- [DESCRIPTION OF THE TASK]:
Recast everything from the line containing "of the football" down to the line containing "(1009, 731)", both lines included, as a two-column CSV with columns input and output. Give one row for each text and its answer, with each value in a single quoted field and line breaks replaced by spaces.
------------------------------
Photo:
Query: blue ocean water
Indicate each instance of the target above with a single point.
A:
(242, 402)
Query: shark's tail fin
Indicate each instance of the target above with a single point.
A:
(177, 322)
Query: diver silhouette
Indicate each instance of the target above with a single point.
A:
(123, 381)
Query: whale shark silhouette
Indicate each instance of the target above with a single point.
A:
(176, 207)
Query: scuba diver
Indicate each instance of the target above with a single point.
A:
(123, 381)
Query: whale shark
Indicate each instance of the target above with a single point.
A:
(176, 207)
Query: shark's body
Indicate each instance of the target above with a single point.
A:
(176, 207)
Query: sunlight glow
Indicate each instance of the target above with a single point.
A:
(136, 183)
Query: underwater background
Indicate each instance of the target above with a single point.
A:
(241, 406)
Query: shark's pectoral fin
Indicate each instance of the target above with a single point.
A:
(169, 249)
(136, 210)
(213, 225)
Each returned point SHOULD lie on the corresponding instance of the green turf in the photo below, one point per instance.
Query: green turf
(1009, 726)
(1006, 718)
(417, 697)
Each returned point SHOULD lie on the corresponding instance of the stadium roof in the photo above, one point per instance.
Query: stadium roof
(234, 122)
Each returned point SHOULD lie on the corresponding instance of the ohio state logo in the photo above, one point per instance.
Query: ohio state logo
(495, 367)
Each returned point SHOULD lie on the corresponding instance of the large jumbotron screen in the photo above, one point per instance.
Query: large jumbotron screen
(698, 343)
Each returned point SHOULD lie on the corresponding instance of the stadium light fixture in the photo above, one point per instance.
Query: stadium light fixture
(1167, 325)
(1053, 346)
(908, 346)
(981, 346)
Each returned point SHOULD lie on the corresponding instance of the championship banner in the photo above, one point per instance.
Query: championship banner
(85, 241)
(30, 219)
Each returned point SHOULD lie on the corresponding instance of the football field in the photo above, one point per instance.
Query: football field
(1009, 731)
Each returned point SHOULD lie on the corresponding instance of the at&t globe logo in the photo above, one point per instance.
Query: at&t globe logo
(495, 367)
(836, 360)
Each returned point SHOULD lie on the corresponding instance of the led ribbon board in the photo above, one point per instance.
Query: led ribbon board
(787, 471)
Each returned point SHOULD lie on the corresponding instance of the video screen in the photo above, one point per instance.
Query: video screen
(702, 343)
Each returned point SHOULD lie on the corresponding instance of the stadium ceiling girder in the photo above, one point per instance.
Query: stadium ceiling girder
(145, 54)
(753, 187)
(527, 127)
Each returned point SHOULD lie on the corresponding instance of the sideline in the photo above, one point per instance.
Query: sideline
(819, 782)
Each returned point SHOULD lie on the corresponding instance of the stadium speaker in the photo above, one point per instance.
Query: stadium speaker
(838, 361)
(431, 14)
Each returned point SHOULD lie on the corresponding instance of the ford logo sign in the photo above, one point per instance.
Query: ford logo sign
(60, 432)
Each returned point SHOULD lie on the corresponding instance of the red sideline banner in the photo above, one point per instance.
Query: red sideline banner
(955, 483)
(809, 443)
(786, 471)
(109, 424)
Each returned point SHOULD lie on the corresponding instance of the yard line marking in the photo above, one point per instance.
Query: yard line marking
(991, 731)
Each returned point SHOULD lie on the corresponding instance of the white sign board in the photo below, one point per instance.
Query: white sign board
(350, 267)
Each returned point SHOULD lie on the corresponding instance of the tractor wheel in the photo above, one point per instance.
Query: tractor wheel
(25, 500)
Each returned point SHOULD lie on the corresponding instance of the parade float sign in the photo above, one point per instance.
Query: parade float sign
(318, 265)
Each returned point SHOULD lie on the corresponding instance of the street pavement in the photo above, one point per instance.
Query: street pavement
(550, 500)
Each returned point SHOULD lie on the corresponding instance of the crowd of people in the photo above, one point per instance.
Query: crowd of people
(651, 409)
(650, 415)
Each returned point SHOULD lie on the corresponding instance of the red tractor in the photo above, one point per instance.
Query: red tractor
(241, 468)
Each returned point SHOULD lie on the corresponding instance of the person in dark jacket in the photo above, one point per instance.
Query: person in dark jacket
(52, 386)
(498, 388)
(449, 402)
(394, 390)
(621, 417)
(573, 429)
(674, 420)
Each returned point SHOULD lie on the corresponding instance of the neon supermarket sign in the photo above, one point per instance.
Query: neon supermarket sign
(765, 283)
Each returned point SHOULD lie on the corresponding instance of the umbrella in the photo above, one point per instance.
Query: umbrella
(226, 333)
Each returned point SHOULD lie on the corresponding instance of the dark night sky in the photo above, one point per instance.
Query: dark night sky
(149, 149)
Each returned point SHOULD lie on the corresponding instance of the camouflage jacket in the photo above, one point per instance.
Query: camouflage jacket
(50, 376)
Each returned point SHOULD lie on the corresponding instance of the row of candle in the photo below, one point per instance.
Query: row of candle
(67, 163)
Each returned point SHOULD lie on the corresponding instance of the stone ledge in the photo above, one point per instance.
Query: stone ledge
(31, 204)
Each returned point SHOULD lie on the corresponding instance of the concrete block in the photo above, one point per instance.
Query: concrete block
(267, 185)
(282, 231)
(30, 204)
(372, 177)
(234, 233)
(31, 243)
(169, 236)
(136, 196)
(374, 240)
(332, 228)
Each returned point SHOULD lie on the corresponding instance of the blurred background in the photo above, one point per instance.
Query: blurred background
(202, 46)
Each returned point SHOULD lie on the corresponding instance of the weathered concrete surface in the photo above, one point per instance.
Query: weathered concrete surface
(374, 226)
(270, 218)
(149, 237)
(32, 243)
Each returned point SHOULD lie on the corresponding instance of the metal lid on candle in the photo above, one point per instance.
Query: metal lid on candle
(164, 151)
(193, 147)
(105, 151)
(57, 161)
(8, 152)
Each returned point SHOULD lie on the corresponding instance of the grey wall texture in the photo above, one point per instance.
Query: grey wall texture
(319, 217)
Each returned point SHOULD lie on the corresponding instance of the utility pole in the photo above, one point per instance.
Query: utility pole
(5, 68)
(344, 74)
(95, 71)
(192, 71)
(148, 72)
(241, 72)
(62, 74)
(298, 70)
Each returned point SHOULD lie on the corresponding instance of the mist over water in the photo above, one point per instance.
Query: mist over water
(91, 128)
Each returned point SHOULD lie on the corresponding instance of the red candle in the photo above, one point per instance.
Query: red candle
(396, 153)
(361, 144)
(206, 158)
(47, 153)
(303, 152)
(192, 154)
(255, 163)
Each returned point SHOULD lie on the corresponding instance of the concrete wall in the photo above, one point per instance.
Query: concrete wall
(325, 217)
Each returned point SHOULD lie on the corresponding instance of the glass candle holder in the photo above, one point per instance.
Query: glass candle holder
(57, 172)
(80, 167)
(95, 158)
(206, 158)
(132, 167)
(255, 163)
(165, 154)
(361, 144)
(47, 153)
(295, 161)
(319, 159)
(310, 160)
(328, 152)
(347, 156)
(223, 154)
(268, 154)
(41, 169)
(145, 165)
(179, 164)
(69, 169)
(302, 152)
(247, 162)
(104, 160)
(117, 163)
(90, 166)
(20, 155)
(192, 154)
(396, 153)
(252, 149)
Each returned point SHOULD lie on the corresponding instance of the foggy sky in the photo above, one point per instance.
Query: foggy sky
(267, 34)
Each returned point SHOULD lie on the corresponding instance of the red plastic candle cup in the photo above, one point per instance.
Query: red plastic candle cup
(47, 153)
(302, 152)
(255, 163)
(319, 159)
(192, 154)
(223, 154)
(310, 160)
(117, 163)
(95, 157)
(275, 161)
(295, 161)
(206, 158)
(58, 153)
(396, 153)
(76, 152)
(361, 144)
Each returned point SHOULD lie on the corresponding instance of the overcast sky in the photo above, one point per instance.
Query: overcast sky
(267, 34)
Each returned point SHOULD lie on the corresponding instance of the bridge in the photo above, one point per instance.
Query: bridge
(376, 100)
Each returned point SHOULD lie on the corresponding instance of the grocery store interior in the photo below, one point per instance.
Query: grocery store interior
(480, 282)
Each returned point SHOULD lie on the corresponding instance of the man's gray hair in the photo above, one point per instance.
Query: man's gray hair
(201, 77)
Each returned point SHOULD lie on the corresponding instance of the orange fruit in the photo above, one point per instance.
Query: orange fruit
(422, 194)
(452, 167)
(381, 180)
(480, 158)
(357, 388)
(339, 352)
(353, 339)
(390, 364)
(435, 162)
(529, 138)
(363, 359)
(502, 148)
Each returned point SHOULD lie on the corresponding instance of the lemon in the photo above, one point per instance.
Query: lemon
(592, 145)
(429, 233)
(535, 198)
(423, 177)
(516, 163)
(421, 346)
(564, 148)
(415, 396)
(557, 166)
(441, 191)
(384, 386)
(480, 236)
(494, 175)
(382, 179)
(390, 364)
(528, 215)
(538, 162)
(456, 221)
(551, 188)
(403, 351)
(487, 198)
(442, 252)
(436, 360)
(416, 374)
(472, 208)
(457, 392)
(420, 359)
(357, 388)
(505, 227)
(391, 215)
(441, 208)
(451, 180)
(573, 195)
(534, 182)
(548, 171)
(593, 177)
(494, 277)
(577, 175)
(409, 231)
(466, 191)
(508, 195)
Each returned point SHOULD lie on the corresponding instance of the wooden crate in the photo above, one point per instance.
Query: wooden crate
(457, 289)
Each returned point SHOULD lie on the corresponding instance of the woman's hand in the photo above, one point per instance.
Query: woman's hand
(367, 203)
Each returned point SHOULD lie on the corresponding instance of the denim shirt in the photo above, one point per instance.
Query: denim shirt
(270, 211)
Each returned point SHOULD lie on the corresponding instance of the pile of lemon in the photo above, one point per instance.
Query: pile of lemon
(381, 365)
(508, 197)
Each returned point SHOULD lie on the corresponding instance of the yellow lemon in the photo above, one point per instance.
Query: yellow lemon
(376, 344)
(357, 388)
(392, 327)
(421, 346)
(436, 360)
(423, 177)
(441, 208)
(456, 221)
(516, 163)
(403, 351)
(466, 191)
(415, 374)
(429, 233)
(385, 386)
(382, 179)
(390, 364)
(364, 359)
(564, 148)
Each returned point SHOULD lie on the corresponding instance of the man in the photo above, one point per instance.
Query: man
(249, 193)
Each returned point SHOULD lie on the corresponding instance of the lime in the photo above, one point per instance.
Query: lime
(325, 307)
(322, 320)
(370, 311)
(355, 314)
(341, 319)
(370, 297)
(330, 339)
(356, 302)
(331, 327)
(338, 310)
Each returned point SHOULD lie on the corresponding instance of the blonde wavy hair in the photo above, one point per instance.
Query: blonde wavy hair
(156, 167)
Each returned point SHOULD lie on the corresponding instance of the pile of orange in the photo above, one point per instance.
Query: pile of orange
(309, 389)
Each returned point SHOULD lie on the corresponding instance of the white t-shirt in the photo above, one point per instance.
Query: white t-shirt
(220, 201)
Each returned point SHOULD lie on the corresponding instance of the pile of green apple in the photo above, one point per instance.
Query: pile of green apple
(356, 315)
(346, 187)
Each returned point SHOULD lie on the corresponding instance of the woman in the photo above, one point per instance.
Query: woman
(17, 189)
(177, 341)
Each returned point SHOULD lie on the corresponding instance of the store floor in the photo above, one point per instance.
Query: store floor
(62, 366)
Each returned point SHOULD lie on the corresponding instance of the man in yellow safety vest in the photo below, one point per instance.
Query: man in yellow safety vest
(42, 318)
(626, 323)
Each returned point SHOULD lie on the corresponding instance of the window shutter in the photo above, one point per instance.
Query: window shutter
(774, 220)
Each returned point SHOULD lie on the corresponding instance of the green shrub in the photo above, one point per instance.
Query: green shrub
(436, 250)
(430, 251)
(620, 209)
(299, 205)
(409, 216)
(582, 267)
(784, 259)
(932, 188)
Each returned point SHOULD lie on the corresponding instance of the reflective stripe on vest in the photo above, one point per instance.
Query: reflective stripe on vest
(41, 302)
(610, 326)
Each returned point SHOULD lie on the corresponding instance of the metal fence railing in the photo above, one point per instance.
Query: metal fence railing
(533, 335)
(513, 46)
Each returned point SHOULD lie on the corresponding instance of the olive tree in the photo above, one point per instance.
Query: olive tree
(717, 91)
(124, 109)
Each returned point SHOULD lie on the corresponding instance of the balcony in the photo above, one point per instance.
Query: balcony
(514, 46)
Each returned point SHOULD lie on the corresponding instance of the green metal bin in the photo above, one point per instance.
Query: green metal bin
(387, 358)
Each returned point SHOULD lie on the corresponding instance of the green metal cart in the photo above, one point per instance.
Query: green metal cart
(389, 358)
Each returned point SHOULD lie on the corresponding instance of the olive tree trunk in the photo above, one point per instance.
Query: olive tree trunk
------------------------------
- [REPLY]:
input,output
"Each returned point SHOULD lie on the corresponding instance of the football field in the photo above, one point per instance. Query: football field","(1009, 731)"